▸ Text zum Lesen
* * *
Wenig wurde ausgelassen: Auch Salome kommt in "Spuren der Verirrten" mit ihrem Schleiertanz vor.

Foto: Ursula Kaufmann

Linz - Zu Beginn, während aus dem Orchestergraben diskrete Streichertremoli strömen, begrüßen nur eine große schwarze Kugel und ein etwas überdimensionierter Tisch, unter dem ein greises Pärchen sinnierend Platz nehmen wird. Am Schluss jedoch ist vom zarten Kammerspiel nichts mehr sichtbar. Auf der Bühne dirigiert Dennis Russell Davies (er trägt eine Krone) sein gutes Orchester, das sich in einer Art Abschiedssymphonie aus dem Graben verabschiedet hatte. Und: Es ist umrahmt wohl von allem, was das neue Opernhaus an Künstlern aufzubieten hat. Nur die Schlagwerker bleiben im nun gehobenen Klanggraben und spielen Karten.

Ein Massenspektakel also, das an die Eröffnungszeremonie einer Olympiade erinnert. Der geheime Regisseur des ersten Abends im neuen Haus ist also eigentlich das Haus selbst, das sich eine szenische Leistungsschau verordnet hat. Und David Pountney, Intendant der Bregenzer Festspiele, hat sich mit seiner bisweilen plakativen Inszenierung respektvoll vor diesen Hauswünschen verbeugt.
* * *
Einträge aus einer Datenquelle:

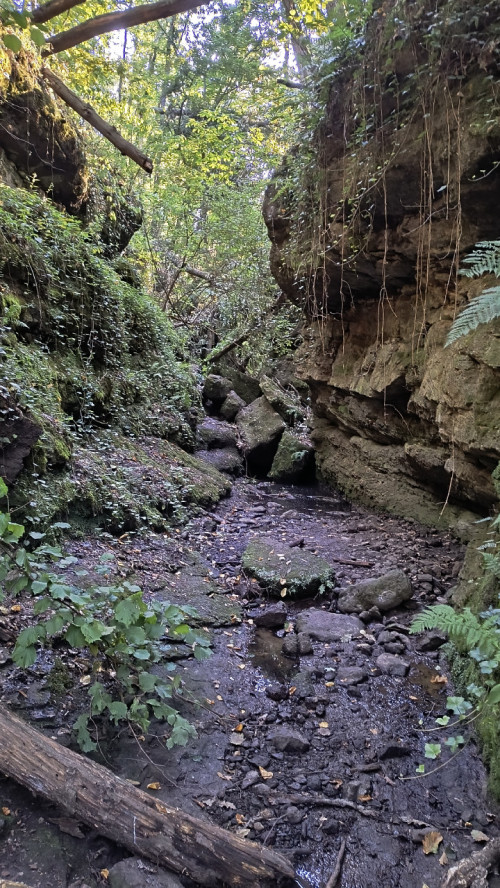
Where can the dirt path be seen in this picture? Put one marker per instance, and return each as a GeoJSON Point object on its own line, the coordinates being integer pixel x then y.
{"type": "Point", "coordinates": [310, 754]}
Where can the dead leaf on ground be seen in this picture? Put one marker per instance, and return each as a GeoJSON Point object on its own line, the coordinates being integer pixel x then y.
{"type": "Point", "coordinates": [431, 842]}
{"type": "Point", "coordinates": [479, 836]}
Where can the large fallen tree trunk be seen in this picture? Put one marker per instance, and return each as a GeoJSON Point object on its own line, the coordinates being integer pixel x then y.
{"type": "Point", "coordinates": [91, 116]}
{"type": "Point", "coordinates": [146, 826]}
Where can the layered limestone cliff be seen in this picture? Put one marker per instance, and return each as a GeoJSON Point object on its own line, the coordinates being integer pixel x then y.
{"type": "Point", "coordinates": [405, 181]}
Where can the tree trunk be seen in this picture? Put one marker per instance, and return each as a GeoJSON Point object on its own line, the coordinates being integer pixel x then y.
{"type": "Point", "coordinates": [48, 11]}
{"type": "Point", "coordinates": [114, 21]}
{"type": "Point", "coordinates": [102, 126]}
{"type": "Point", "coordinates": [143, 824]}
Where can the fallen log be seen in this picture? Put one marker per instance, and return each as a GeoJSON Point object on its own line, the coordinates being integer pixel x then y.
{"type": "Point", "coordinates": [146, 826]}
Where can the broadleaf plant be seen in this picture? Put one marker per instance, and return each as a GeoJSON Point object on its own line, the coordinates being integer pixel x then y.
{"type": "Point", "coordinates": [123, 636]}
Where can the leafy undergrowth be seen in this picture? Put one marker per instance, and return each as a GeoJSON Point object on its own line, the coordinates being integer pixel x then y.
{"type": "Point", "coordinates": [124, 639]}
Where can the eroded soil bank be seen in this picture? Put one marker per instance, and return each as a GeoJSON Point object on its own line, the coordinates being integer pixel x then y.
{"type": "Point", "coordinates": [299, 752]}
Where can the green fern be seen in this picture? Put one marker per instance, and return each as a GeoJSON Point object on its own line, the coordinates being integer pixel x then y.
{"type": "Point", "coordinates": [481, 310]}
{"type": "Point", "coordinates": [464, 629]}
{"type": "Point", "coordinates": [485, 259]}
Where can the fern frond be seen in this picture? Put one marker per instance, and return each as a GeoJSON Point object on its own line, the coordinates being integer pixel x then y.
{"type": "Point", "coordinates": [484, 259]}
{"type": "Point", "coordinates": [481, 310]}
{"type": "Point", "coordinates": [439, 616]}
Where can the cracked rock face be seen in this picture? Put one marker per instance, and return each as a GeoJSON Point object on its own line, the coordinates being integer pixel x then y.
{"type": "Point", "coordinates": [400, 421]}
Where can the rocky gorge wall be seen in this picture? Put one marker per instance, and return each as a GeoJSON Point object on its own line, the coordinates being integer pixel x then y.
{"type": "Point", "coordinates": [404, 181]}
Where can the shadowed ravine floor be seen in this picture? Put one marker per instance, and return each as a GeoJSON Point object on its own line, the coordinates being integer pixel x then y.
{"type": "Point", "coordinates": [302, 754]}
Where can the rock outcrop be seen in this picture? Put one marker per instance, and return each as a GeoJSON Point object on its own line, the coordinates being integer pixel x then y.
{"type": "Point", "coordinates": [407, 177]}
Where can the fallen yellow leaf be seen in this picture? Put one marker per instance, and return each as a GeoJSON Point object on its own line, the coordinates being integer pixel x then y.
{"type": "Point", "coordinates": [479, 836]}
{"type": "Point", "coordinates": [431, 842]}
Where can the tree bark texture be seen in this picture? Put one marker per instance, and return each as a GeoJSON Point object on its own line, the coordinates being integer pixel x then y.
{"type": "Point", "coordinates": [146, 826]}
{"type": "Point", "coordinates": [47, 11]}
{"type": "Point", "coordinates": [102, 126]}
{"type": "Point", "coordinates": [114, 21]}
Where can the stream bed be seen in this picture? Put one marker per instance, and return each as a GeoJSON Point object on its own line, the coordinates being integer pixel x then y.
{"type": "Point", "coordinates": [306, 754]}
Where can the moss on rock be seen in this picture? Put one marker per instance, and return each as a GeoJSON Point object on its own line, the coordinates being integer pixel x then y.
{"type": "Point", "coordinates": [287, 572]}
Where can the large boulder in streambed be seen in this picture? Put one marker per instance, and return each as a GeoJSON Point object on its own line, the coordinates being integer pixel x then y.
{"type": "Point", "coordinates": [287, 572]}
{"type": "Point", "coordinates": [384, 592]}
{"type": "Point", "coordinates": [294, 460]}
{"type": "Point", "coordinates": [216, 389]}
{"type": "Point", "coordinates": [260, 429]}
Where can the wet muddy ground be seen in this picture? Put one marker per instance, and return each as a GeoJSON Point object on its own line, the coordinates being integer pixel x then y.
{"type": "Point", "coordinates": [310, 754]}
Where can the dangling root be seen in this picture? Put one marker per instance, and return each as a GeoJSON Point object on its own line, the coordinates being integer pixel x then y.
{"type": "Point", "coordinates": [472, 872]}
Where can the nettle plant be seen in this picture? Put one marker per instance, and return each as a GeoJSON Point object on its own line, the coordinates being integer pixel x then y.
{"type": "Point", "coordinates": [123, 635]}
{"type": "Point", "coordinates": [478, 636]}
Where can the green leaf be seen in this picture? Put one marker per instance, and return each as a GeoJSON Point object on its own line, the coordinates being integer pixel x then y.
{"type": "Point", "coordinates": [127, 611]}
{"type": "Point", "coordinates": [94, 631]}
{"type": "Point", "coordinates": [432, 750]}
{"type": "Point", "coordinates": [38, 37]}
{"type": "Point", "coordinates": [147, 682]}
{"type": "Point", "coordinates": [83, 737]}
{"type": "Point", "coordinates": [12, 42]}
{"type": "Point", "coordinates": [74, 637]}
{"type": "Point", "coordinates": [118, 710]}
{"type": "Point", "coordinates": [494, 695]}
{"type": "Point", "coordinates": [141, 654]}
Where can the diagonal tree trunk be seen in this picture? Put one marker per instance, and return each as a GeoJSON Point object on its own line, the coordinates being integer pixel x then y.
{"type": "Point", "coordinates": [208, 854]}
{"type": "Point", "coordinates": [114, 21]}
{"type": "Point", "coordinates": [48, 11]}
{"type": "Point", "coordinates": [91, 116]}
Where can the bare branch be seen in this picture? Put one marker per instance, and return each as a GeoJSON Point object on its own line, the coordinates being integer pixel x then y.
{"type": "Point", "coordinates": [114, 21]}
{"type": "Point", "coordinates": [48, 11]}
{"type": "Point", "coordinates": [292, 84]}
{"type": "Point", "coordinates": [87, 112]}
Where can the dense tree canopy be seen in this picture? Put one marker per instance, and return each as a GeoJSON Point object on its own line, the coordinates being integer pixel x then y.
{"type": "Point", "coordinates": [208, 96]}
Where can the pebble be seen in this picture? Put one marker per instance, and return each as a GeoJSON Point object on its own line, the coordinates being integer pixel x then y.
{"type": "Point", "coordinates": [390, 664]}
* * *
▸ Aufgabe 1
Warum ist laut dem Bericht über den Eröffnungsabend im Linzer Opernhaus eigentlich das Haus selbst der geheime Regisseur? Antworte in ein bis drei Sätzen.
▸ Aufgabe 2
Nenne alle Personen, die im Bericht über den Eröffnungsabend im Linzer Opernhaus mit Namen vorkommen.
▸ Aufgabe 3
Setze den Bericht über den Eröffnungsabend im Linzer Opernhaus nach seinem letzten Satz fort.
Die Einträge sind eigenständiges Material und gehören nicht zum Text.

▸ Antwort 1
Das neue Haus hat sich für den ersten Abend eine szenische Leistungsschau verordnet. Deshalb gilt es als der eigentliche geheime Regisseur, und David Pountney hat sich mit seiner Inszenierung vor diesen Wünschen des Hauses verbeugt.

▸ Antwort 2
Salome, Ursula Kaufmann, Dennis Russell Davies, David Pountney

▸ Antwort 3
Das ist sympathisch, nachvollziehbar. Nun schwebt aber Philip Glass' Oper "Die Spuren der Verirrten" textlich weit über gewohnte Erzählkonventionen und eindeutige Figurenidentitäten hinweg. Basierend auf einem von Linz-Intendant Rainer Mennicken aus dem gleichnamigen Stück von Peter Handke destillierten Libretto, wirkt sie wie eine lose Szenenfolge, in der mit poetischer Distanz dem Leben und Leiden der Erdenwürmer zugesehen wird.

Da sind dann aber nicht nur grübelnde Existenzen, Kriegsversehrte, Demagogen. Da sind auch Anti-Atom-Aktivistinnen, lesbische Folklorepärchen, Reality-TV-Tumulte, tanzende Spitalsbewohner (Choreografie: Amir Husseinpuur). Es geht um Krieg und Frieden, ratlose Chormassen, den ewigen Fragenkreislauf der Existenz - und um kulturgeschichtliches Personal.

Da tritt Ödipus auf, der mit der Marschallin aus Richard Strauss' "Rosenkavalier" turtelt; da ist Salome, die ihren Schleiertanz absolviert und den Kopf des Jochanaan erhält; da sind Abraham und auch Isaak; da ist surrealer Zirkusglanz, Endzeitliches wie Zeiten Verschmelzendes. Alles dreht sich, bewegt sich (Bühnenbild: Robert Israel), hier wird der Advent zu Ostern - eine Ganzheit ergibt das jedoch nicht.

Zu konkrete Szenen

Zum Problem wird allerdings nicht, dass kein roter Faden existiert. Problematisch wirkt, dass die Inszenierung für den abstrakten Text zu konkret anmutet und als gleißende Revue der Fragmente die Worte konterkariert. Außerdem zeigt sich die Musik von den Seelenvorgängen der Figuren unberührt. Beispiel: An jener Stelle, da einer singt, er hätte nur noch zwei Tage zu leben, tönte es aber - ziemlich unpassend - schön und poetisch.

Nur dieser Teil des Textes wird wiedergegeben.